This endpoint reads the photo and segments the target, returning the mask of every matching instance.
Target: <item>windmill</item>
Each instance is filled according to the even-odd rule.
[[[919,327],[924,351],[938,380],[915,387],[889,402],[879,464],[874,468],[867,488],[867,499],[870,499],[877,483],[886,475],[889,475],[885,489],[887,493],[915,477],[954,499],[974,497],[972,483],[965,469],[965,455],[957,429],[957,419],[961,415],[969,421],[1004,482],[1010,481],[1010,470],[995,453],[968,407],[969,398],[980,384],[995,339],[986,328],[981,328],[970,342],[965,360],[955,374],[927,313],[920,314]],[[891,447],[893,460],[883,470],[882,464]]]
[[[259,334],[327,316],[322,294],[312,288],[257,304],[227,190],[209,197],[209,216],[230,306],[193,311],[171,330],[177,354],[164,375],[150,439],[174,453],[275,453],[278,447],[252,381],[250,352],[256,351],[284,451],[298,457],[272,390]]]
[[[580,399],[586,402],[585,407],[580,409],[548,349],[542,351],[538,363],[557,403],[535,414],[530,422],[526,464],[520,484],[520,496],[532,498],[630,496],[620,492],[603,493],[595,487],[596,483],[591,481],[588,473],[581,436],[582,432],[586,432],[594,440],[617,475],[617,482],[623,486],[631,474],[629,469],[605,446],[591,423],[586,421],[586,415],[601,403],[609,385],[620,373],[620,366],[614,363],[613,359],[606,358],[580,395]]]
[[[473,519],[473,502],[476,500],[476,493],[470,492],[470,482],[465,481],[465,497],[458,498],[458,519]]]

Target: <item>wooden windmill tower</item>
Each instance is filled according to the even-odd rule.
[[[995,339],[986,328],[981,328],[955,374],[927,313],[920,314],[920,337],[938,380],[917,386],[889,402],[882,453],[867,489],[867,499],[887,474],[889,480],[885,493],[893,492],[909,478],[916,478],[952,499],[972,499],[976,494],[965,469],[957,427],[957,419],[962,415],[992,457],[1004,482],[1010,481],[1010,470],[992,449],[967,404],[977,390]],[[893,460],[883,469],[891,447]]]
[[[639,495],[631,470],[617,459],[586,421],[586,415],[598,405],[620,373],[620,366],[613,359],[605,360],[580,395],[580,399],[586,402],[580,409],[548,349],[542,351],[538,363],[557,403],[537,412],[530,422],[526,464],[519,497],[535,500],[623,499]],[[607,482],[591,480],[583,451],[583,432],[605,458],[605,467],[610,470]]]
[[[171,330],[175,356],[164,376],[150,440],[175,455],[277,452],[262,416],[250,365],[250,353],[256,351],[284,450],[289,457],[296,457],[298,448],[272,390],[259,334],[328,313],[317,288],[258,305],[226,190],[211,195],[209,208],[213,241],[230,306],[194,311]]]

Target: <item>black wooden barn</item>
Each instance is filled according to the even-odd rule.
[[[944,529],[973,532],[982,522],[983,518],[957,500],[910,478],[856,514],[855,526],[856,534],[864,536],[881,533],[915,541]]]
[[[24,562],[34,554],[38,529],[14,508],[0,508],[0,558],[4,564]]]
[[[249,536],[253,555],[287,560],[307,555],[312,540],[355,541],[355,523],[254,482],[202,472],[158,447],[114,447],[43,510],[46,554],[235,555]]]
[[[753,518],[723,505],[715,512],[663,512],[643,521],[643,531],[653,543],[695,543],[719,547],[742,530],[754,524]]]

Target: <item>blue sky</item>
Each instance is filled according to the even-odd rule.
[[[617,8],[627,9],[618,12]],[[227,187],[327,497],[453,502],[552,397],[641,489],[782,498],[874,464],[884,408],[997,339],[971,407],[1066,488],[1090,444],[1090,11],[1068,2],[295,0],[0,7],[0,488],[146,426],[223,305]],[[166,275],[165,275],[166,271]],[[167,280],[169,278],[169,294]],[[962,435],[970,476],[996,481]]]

..........

§ **To do**
Rewrite the lines from the one containing "Target: <item>blue sky</item>" through the end of the entries, replacing "even-odd" with "nonzero". Leave all other text in those lines unchanged.

§ **Answer to this problem**
Target: <item>blue sky</item>
Each instance is filled according to the nonzero rule.
[[[617,8],[627,9],[618,12]],[[227,187],[327,497],[453,502],[552,397],[641,489],[782,498],[874,464],[884,408],[997,339],[971,407],[1066,488],[1090,444],[1090,11],[1068,2],[295,0],[0,7],[0,488],[146,426],[223,305]],[[166,275],[165,275],[166,271]],[[167,280],[169,278],[169,294]],[[962,435],[970,476],[996,481]]]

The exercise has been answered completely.